[Rows taken from a dataset]
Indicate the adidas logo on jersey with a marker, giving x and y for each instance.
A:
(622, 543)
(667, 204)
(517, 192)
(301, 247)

#### Exercise objective
Rewrite the records above as a JSON list of strings, with one string per line and any blank lines omitted.

#### Solved exercise
[
  "Indicate the adidas logo on jersey with a marker, giving x and y for each instance.",
  "A:",
  "(622, 543)",
  "(667, 204)",
  "(517, 192)",
  "(301, 247)"
]